Four forest fires were visible on the road back into Mexico City, a frequent occurrence because the mountains were badly eroded. Water tables were sinking at an alarming rate. Population pressures were overtaking improvements in agriculture, industrial productivity, and public health. Mexico would remain inhospitable to earthly hope, which was why the Virgin of Guadalupe shrine, a brief stop on the way to the airport, moved Kennan deeply. There were of course hustlers outside the cathedral, and there was oppressive ostentation within. But who could doubt the need for “
some
moral law, even an imperfect one”? And how did this Mexican display of faith and corruption differ from Ilya Repin’s unforgettable painting of a religious procession outside a Russian village in an earlier century?
After several short stops in Central America, Kennan flew on to Caracas, a city that defied even his descriptive powers. So he instead wrote its history: how the Spanish had located it at a comfortable elevation inland, connected to its port by a wagon track; how the British had replaced this with a narrow-gauge railroad; how the Americans had arrived to pump oil out and to pump wealth back in; how the city was now so expensive that this particular American wanted to hide in his hotel, fearing “the financial consequences of any contact with the shops or the taxi drivers.” All the evils apparent at home from imposing a new technology on an unprepared people were magnified a hundredfold in Venezuela. One day the “morphine” would be withdrawn, and “a terrible awakening” would follow.
Perhaps because the culture was Portuguese and hence familiar, Kennan liked Rio de Janeiro better. The Brazilians had inherited a gentleness “for which one can only bear them respect and affection.” It was striking on the beaches, which displayed every shade of color, “a vast panorama of racial tolerance and maturity which could stand as a model for other peoples.” Still, it was depressing to sense “the gulf between the rich and the poor, the desperation with which people seek to leap over that gulf, and the lack of imagination they show in the enjoyment of their new emoluments when the leap has been successfully completed.” His reputation, by now, had caught up with him: Rio was plastered with “To Death With Kennan” signs, put up by local communists, and he had been accorded four mock funerals. Only in São Paulo, though, where the security was exasperatingly thorough, did he began to feel “like a hunted beast, and to ask myself whether it was really possible that I was as sinister as all this.”
There were further stops in Montevideo, Buenos Aires, and Lima—the Argentine president, Juan Perón, somehow mistook Kennan for the head of the CIA—but the trip by this time was tiring him out, teaching him little, and making him homesick. He was impressed by a demonstration, in Panama, of how the canal locks worked and, upon arrival in Miami, by the “relaxed, unemotional but utterly objective and self-respecting attitude” with which a railroad ticket clerk explained to a trainee how to change a reservation: “I went out onto the station platform with a sense of deep gratitude and of happy acceptance of this American world, marked as it is by the mediocrity of all that is exalted, and the excellence of all that which is without pretense.”

### Written tasks
[A] Transcribe the passage on Kennan's Latin American trip word for word, starting with "Four forest fires" and going on through "an earlier century?".
[B] Pick up the passage on Kennan's Latin American trip after its last sentence and carry it forward.
The data come from a separate source and bear no relation to the passage on Kennan's Latin American trip.

Stored data entries
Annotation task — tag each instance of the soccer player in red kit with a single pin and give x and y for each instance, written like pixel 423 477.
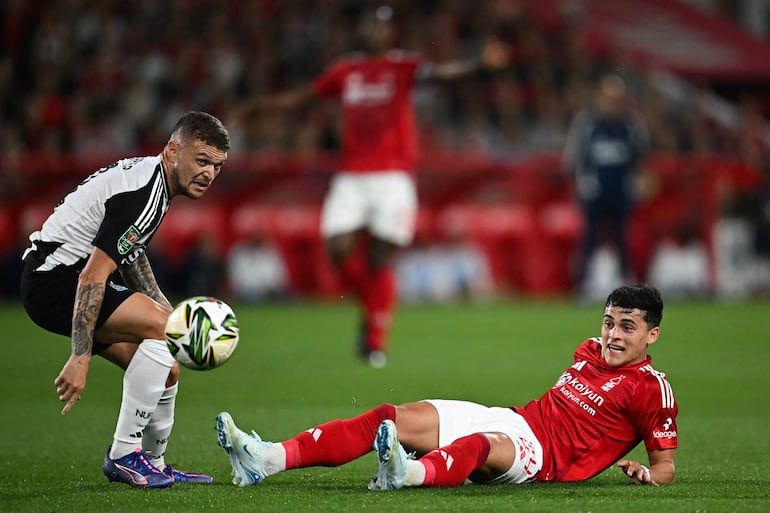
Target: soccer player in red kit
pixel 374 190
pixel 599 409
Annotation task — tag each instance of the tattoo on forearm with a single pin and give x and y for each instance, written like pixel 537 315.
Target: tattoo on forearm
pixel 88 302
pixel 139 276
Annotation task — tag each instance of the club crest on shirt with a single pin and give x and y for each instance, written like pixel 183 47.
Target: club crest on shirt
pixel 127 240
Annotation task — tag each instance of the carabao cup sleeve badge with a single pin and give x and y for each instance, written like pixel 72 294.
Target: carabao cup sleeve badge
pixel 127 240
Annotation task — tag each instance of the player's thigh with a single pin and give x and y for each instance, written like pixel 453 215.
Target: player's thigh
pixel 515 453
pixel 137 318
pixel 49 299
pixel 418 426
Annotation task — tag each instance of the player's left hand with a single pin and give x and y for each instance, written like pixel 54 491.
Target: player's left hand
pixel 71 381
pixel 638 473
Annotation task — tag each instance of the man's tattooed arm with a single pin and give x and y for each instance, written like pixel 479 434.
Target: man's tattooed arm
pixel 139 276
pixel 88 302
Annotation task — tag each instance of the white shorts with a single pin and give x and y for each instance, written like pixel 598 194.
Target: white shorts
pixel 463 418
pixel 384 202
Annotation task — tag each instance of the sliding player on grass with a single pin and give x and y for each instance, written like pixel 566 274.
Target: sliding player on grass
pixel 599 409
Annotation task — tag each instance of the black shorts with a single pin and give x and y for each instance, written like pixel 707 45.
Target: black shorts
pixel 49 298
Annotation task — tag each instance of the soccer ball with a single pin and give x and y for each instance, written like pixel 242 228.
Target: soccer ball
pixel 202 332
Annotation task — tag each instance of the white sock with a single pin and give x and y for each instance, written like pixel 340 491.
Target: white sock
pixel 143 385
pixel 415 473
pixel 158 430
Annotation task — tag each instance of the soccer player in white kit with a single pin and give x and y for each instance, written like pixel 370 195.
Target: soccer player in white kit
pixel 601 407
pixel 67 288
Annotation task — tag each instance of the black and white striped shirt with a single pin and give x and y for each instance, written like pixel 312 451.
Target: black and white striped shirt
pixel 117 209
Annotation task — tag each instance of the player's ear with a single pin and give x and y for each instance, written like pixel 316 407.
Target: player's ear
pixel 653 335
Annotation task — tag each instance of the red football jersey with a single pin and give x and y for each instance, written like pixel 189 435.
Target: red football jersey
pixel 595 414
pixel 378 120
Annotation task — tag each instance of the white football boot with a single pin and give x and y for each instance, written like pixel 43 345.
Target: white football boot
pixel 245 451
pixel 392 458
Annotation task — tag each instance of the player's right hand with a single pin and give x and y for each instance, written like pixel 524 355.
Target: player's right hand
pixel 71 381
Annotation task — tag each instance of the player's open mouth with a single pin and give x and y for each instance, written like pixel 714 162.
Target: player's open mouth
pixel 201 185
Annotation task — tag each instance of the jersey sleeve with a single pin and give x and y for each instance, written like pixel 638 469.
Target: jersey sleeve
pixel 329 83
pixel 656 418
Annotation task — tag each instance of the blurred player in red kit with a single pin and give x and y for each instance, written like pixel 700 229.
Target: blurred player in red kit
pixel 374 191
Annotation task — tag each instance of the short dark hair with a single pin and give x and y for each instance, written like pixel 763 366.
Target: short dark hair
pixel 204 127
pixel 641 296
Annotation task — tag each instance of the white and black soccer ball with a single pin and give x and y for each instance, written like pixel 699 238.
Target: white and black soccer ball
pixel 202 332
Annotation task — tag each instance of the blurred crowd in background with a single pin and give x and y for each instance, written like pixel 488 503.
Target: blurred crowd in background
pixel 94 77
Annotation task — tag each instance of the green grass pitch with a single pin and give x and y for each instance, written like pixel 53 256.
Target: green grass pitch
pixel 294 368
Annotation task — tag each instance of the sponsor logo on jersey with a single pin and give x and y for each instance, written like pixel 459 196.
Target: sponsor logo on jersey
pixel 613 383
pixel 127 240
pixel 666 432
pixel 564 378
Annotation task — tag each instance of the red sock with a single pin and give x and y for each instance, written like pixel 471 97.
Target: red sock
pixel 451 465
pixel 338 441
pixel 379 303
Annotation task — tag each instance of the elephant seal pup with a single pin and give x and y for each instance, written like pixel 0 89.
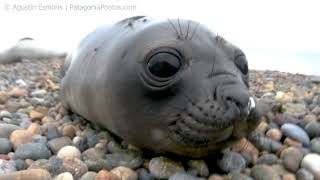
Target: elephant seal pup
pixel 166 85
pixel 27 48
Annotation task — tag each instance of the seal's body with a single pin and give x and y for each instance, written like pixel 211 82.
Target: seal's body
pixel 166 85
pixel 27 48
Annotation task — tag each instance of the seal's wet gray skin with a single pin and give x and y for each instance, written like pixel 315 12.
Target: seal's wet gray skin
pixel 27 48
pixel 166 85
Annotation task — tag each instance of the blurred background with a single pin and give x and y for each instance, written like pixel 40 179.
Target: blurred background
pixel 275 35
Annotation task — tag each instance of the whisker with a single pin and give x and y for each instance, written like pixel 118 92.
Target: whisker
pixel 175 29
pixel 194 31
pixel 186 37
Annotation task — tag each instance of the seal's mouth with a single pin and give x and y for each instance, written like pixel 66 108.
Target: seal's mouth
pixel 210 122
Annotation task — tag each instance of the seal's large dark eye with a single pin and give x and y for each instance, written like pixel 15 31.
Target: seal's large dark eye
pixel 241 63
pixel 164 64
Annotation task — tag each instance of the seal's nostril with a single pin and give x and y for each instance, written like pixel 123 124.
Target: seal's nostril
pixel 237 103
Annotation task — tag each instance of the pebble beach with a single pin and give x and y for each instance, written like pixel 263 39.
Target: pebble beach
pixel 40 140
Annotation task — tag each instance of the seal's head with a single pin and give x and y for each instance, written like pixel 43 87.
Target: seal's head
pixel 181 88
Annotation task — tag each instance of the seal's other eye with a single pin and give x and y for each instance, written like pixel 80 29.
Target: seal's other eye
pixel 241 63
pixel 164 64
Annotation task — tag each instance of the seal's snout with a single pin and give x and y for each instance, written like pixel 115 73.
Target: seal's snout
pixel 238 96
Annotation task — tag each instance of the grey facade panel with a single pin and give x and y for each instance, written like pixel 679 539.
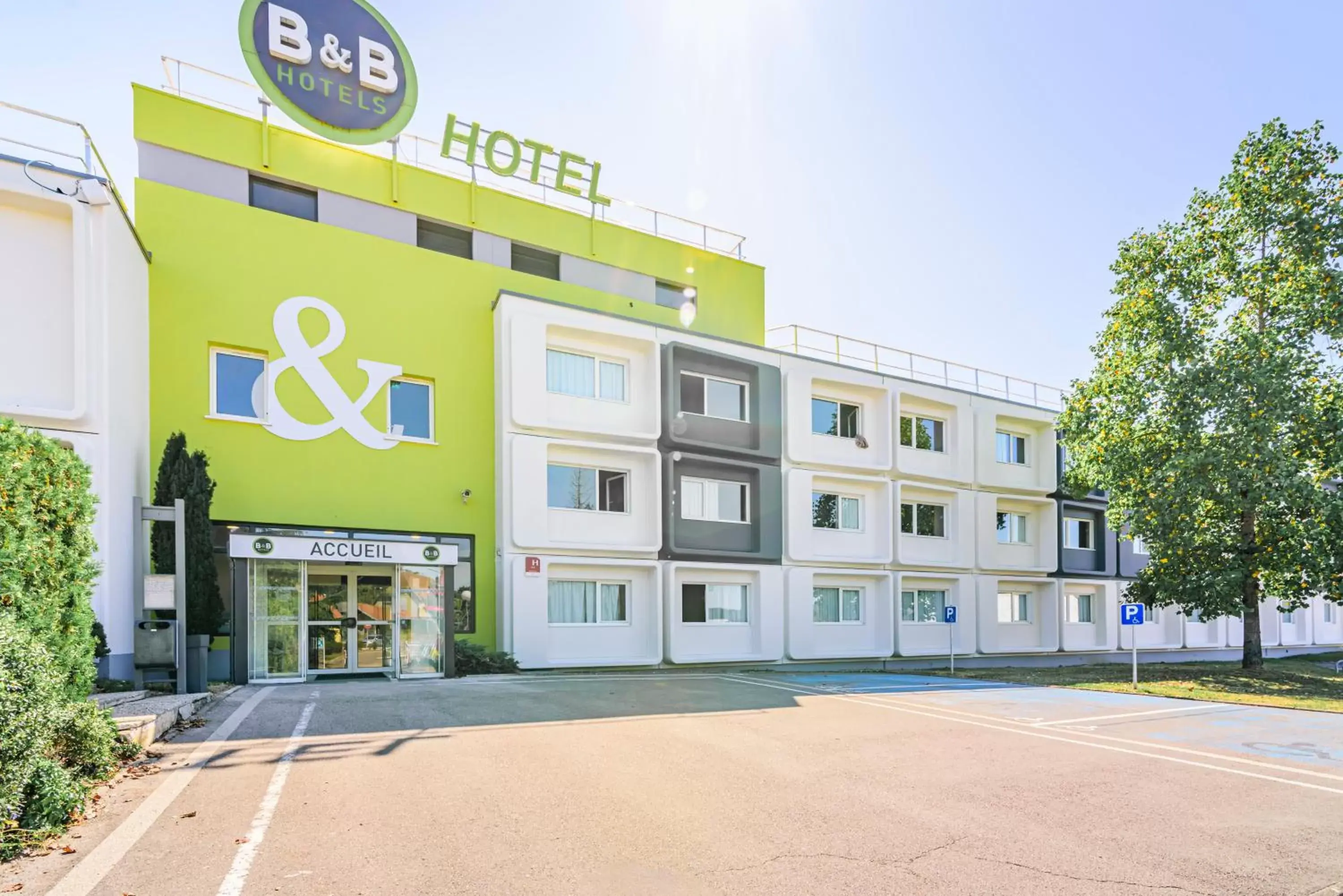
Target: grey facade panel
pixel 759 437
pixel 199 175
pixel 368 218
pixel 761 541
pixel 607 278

### Replies
[A]
Four forest fires were visible on the road back into Mexico City, a frequent occurrence because the mountains were badly eroded. Water tables were sinking at an alarming rate. Population pressures were overtaking improvements in agriculture, industrial productivity, and public health. Mexico would remain inhospitable to earthly hope, which was why the Virgin of Guadalupe shrine, a brief stop on the way to the airport, moved Kennan deeply. There were of course hustlers outside the cathedral, and there was oppressive ostentation within. But who could doubt the need for “
some
moral law, even an imperfect one”? And how did this Mexican display of faith and corruption differ from Ilya Repin’s unforgettable painting of a religious procession outside a Russian village in an earlier century?

[B]
18
Back in Washington, Kennan wrote a long report and submitted it to Acheson on March 29. He acknowledged the imprudence of generalizing about so vast a region, because differences in Latin America were often more significant than similarities. Nevertheless, some patterns were clear. One was location: human development was harder than in North America, with its broad plains, unifying rivers, and temperate climate. Compounding this problem had been the arrival, “like men from Mars,” of the European conquerors: “History, it seems to me, bears no record of anything more terrible having been done to entire peoples.” Slavery followed, as did the splendor and pretense of Latin American cities, built to compensate for the squalor of the countryside from which they sprang. All of this had produced a culture of “exaggerated self-centeredness and egotism,” conveying the illusion “of desperate courage, supreme cleverness, and a limitless virility where the more constructive virtues are so conspicuously lacking.” This was a world “where geography and history are alike tragic, but where no one must ever admit it.”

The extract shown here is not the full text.